§ Exercise brief
With pictures omitted, output the records below exactly as they appear.

─── Material provided

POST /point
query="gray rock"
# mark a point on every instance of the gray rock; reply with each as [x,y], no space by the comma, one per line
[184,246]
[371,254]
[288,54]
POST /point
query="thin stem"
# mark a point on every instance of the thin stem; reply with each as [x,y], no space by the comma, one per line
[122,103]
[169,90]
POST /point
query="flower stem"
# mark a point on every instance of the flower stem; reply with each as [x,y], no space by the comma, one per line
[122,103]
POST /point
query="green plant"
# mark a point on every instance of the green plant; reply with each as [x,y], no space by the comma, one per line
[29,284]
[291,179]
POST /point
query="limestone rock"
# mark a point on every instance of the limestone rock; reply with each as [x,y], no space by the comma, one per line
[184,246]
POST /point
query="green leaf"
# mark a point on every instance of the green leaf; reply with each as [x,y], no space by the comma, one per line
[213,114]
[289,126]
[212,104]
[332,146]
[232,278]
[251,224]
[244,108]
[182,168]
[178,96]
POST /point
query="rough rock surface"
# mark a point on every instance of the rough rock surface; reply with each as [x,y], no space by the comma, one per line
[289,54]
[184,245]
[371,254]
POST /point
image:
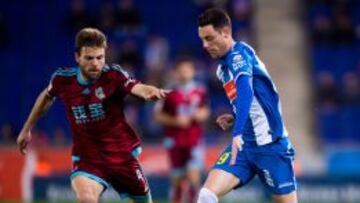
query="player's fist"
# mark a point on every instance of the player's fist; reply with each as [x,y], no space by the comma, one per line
[225,121]
[156,93]
[23,140]
[183,121]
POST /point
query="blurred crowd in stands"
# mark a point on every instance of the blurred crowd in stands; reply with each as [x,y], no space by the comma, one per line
[334,33]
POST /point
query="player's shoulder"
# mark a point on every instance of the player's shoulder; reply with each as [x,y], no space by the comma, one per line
[115,69]
[64,73]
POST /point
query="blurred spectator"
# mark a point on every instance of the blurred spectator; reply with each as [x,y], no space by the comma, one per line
[79,17]
[344,31]
[156,53]
[322,31]
[130,56]
[127,17]
[7,136]
[351,88]
[107,17]
[156,57]
[327,92]
[4,34]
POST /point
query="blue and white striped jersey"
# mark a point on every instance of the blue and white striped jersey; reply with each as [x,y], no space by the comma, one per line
[253,96]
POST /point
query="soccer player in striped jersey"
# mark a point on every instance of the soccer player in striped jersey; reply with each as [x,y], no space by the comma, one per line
[105,148]
[260,144]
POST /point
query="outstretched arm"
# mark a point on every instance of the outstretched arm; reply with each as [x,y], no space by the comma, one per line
[41,106]
[149,92]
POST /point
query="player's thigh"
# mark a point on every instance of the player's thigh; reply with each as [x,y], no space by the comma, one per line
[129,181]
[224,177]
[275,169]
[287,198]
[221,182]
[86,188]
[176,180]
[193,175]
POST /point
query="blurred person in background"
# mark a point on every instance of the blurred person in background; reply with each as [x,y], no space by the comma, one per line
[182,114]
[105,148]
[7,134]
[260,144]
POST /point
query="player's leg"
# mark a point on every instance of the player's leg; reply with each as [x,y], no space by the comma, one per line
[193,176]
[176,187]
[286,198]
[129,180]
[193,173]
[86,190]
[88,181]
[225,177]
[274,165]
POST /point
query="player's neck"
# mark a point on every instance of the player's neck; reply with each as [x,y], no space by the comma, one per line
[86,80]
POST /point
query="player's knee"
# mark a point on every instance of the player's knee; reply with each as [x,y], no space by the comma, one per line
[207,196]
[87,197]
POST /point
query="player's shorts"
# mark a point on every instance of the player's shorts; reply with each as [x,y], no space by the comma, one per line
[273,163]
[184,158]
[127,179]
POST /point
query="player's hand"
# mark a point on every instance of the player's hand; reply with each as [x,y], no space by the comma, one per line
[23,140]
[183,121]
[156,93]
[225,121]
[236,147]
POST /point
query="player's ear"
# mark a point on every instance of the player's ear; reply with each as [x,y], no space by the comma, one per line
[226,30]
[77,56]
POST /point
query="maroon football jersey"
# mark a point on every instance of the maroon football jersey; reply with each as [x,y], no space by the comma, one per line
[185,101]
[95,113]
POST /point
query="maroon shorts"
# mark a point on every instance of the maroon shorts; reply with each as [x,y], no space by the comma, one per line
[127,179]
[186,157]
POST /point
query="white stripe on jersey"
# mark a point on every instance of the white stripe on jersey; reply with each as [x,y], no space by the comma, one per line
[260,123]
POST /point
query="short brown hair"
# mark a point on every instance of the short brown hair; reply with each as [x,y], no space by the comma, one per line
[90,37]
[183,59]
[216,17]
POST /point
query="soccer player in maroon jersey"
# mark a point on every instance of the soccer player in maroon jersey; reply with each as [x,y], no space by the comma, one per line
[182,114]
[105,148]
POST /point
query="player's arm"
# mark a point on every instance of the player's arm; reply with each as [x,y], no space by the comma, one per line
[167,119]
[242,103]
[148,92]
[202,114]
[42,104]
[242,108]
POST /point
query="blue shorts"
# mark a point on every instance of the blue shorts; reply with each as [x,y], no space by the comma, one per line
[273,163]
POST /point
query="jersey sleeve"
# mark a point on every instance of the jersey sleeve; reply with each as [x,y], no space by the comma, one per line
[123,79]
[53,88]
[239,63]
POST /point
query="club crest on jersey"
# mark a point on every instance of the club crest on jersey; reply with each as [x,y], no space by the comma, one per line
[230,89]
[99,93]
[238,62]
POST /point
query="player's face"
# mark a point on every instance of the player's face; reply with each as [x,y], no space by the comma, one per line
[185,72]
[91,61]
[214,41]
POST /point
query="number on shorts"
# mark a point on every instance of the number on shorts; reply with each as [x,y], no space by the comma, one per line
[223,158]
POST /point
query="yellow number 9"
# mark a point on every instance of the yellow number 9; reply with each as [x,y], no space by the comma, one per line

──────

§ Answer
POST /point
query="gray rock"
# mark a point on every instance of the gray rock; reply with each as [x,y], no space by the comma, one per line
[184,246]
[371,254]
[288,54]
POST /point
query="thin stem"
# mark a point on every instance of the thin stem; reply with each as [x,y], no space by the comma, one per line
[122,103]
[169,90]
POST /point
query="flower stem"
# mark a point on every instance of the flower stem; reply with each as [x,y], no space by the comma, one per line
[122,103]
POST /point
query="green plant"
# mark a point on every instance of the green plant; reply with each as [x,y], no space by the comma, one per line
[29,284]
[291,179]
POST /point
query="limestone rock"
# mark a point on every instance of the limestone rock; reply with each as [x,y], no space by the comma, one per line
[184,246]
POST /point
query="green leaf"
# mark a point on every instance of the green leaf; reply with each as [x,y], no space by the comma, one per line
[213,114]
[289,126]
[212,104]
[332,146]
[232,278]
[251,224]
[244,108]
[182,168]
[178,96]
POST /point
query="rough rock surface"
# mark a point on every instance of the rough rock surface; reply with each as [x,y], no space by the comma, one per line
[289,54]
[184,245]
[371,254]
POST /point
image:
query="player's fist"
# mark a point on every instance of the player's fist; reply with each as [x,y], no space by the comma, one per line
[225,121]
[156,93]
[23,140]
[183,121]
POST /point
query="blurred crowd in stands"
# mark a point on every instance of the blurred crowd in stands; reply with each as [x,y], no space by the comma, one per line
[334,33]
POST /point
query="player's shoulder"
# mark a point on every instance of the player's shoulder; reply with each as [x,y], no space by the comma, one per line
[115,69]
[64,73]
POST /point
query="blurred spectator"
# mark a point on every instance of the blurred spectator; reply with each as [x,y], no space by the comma, one per line
[79,17]
[344,31]
[156,53]
[322,31]
[130,56]
[127,17]
[7,136]
[351,88]
[107,17]
[156,57]
[327,92]
[4,34]
POST /point
query="blue and white striped jersey"
# mark a point on every instance of the blue and white striped jersey; reply with each as [x,y], no space by the comma, one per line
[253,96]
POST /point
query="soccer player in striped jersey"
# mark a point on every instance of the soccer player in striped jersey; reply with each as [x,y], no space by the comma, one per line
[105,148]
[260,144]
POST /point
query="outstretched arm"
# mark a point on every instance of the outstretched arm; reply with each as [x,y], no space by the comma, one per line
[41,106]
[149,92]
POST /point
query="player's thigh"
# mark a point on every instance of the player's thigh; reply with each as [x,y], no space by the comma, one per line
[129,181]
[224,177]
[275,169]
[287,198]
[221,182]
[86,188]
[176,180]
[193,175]
POST /point
query="blurred person in background"
# mark a point on every instance of the blurred person in background; reply with each as [x,y], no space by the comma, one per line
[182,114]
[105,148]
[7,134]
[260,144]
POST /point
query="player's leg"
# mark a point on every instance of the player's leg; reply with each as [x,y], no space by the comma, one per line
[193,176]
[176,187]
[286,198]
[129,180]
[193,173]
[86,190]
[88,181]
[225,177]
[274,165]
POST /point
query="player's neck"
# mark a point on every instance of the player's neck; reply with each as [x,y], no space by the comma, one per line
[86,80]
POST /point
query="player's knee"
# mark a point on every instance of the player's knee; reply with each as [x,y], no space by the comma, one per line
[207,196]
[87,197]
POST /point
query="player's shorts"
# mark a point on every instance of the player's shorts; reply with each as [x,y], no space by the comma, one per line
[273,163]
[184,158]
[127,179]
POST /point
query="player's hand"
# mark a point on every instance of the player's hand; reply with each as [x,y], no space by the comma, one per line
[23,140]
[183,121]
[156,93]
[225,121]
[236,147]
POST /point
query="player's ear"
# mark a point on every instance of the player's ear; reply with each as [x,y], no space by the comma, one per line
[226,30]
[77,56]
POST /point
query="maroon football jersey"
# mark a point on every instance of the maroon football jersey; reply with each as [x,y], no space by the comma, one per line
[185,101]
[95,113]
POST /point
query="maroon shorts"
# mark a point on every instance of the maroon shorts; reply with each as [x,y], no space by the comma, one per line
[127,179]
[186,157]
POST /point
query="white stripe on jersey"
# mark a point on every instance of the white stripe on jersey; reply with each as [x,y], no space by the comma, one per line
[260,123]
POST /point
query="short brown hair"
# mark a point on every instance of the short brown hair; reply with each as [x,y], no space by the comma, one per line
[90,37]
[183,59]
[216,17]
POST /point
query="soccer player in maroon jersey"
# mark a point on every instance of the soccer player in maroon jersey; reply with each as [x,y], no space by the comma, one per line
[182,114]
[105,148]
POST /point
query="player's arm"
# mark a point on every instance of the player's arm; reply with each as [x,y], no space by the comma, one per line
[167,119]
[242,103]
[148,92]
[202,114]
[42,104]
[242,108]
POST /point
query="blue shorts"
# mark a point on every instance of the blue shorts; reply with each as [x,y], no space by the comma, one per line
[273,163]
POST /point
query="jersey sleeve"
# mark a point on every instance of the jersey sleeve; reply with each as [x,y], no space by the comma, one per line
[123,79]
[53,88]
[239,63]
POST /point
query="club crest on jersey"
# mark a point on every instance of the club crest on jersey; reply with each as [x,y], no space by the comma, one per line
[230,89]
[99,93]
[238,62]
POST /point
query="player's face"
# mark a point on every instance of the player's face; reply with each as [x,y], no space by the comma, one per line
[185,72]
[91,61]
[214,41]
POST /point
query="number on shorts"
# mark a point on every instance of the number on shorts; reply with each as [x,y], no space by the comma, one per line
[223,158]
POST /point
query="yellow number 9"
# mark a point on every instance of the yellow number 9; reply with each as [x,y], no space by the comma, one per line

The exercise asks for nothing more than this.